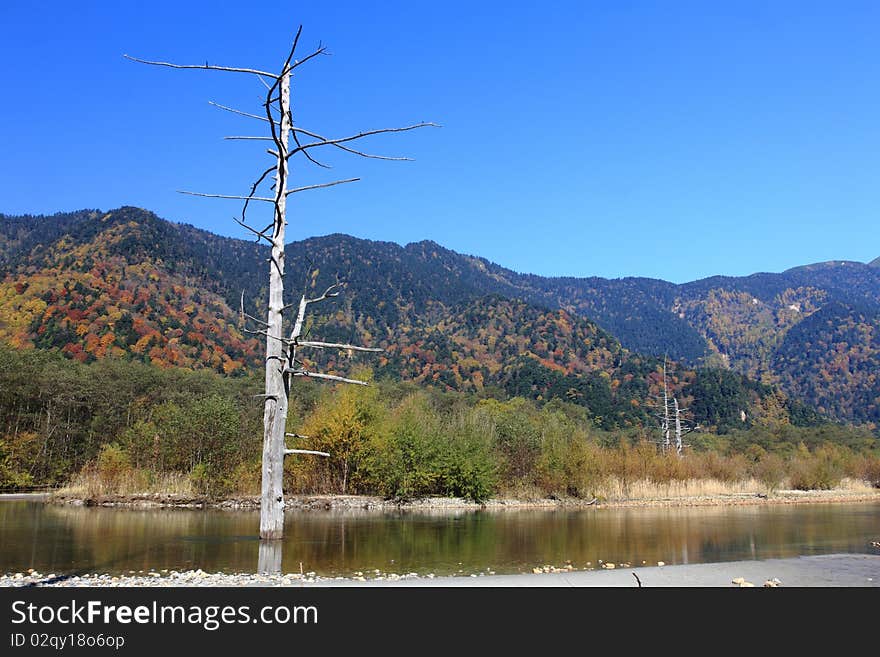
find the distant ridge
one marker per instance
(126, 283)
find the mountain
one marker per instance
(126, 283)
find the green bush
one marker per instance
(113, 465)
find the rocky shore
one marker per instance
(833, 570)
(371, 503)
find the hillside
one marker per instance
(126, 283)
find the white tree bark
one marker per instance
(275, 410)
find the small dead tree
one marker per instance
(671, 417)
(282, 363)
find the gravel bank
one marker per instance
(834, 570)
(369, 503)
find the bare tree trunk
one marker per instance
(281, 361)
(665, 409)
(678, 443)
(275, 412)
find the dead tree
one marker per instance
(282, 362)
(671, 418)
(661, 404)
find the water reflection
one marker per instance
(85, 539)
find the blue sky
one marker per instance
(669, 139)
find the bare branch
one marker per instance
(360, 135)
(244, 315)
(336, 345)
(320, 375)
(247, 202)
(306, 153)
(259, 234)
(240, 198)
(235, 111)
(305, 451)
(319, 186)
(330, 292)
(346, 148)
(204, 66)
(320, 51)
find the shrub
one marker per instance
(113, 466)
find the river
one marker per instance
(74, 540)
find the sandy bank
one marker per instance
(833, 570)
(370, 503)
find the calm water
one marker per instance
(55, 539)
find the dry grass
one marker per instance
(90, 484)
(615, 489)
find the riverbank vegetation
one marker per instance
(119, 427)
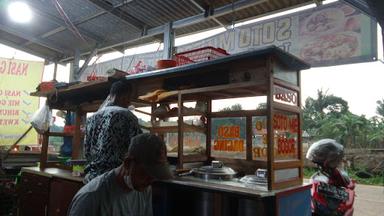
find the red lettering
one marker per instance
(25, 69)
(3, 66)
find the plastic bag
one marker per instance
(41, 119)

================================

> _What needs to be done_: Extract the text of all the records above verbatim, excluding pictures.

> _Answer for this exercise_:
find the distant ridge
one marker per instance
(126, 283)
find the mountain
one marker per instance
(126, 283)
find the green bush
one marker per instance
(113, 465)
find the rocky shore
one marker per instance
(833, 570)
(371, 503)
find the hillside
one marker per instance
(126, 283)
find the white tree bark
one marker per instance
(275, 410)
find the small dead tree
one marker per instance
(671, 417)
(282, 363)
find the gravel bank
one marker per instance
(834, 570)
(369, 503)
find the bare tree trunk
one marker per instance
(281, 361)
(665, 409)
(678, 443)
(275, 412)
find the dead tree
one marker per instance
(282, 362)
(671, 418)
(661, 404)
find the water reflection
one marker per instance
(85, 539)
find the blue sky
one marker per instance
(669, 139)
find the bare branch
one marker per instance
(360, 135)
(244, 315)
(336, 345)
(320, 375)
(247, 202)
(306, 153)
(259, 234)
(240, 198)
(235, 111)
(305, 451)
(319, 186)
(330, 292)
(346, 148)
(204, 66)
(320, 51)
find the shrub
one marker per instance
(113, 466)
find the river
one marker per instance
(74, 540)
find the sandy bank
one marker per instance
(833, 570)
(370, 503)
find the calm water
one marker per instance
(55, 539)
find the dry grass
one marker per instance
(90, 484)
(615, 489)
find the riverbank vegetation
one marker per instance
(119, 427)
find the red lettering
one marker per instance
(25, 69)
(3, 66)
find the plastic bag
one marker per instance
(41, 119)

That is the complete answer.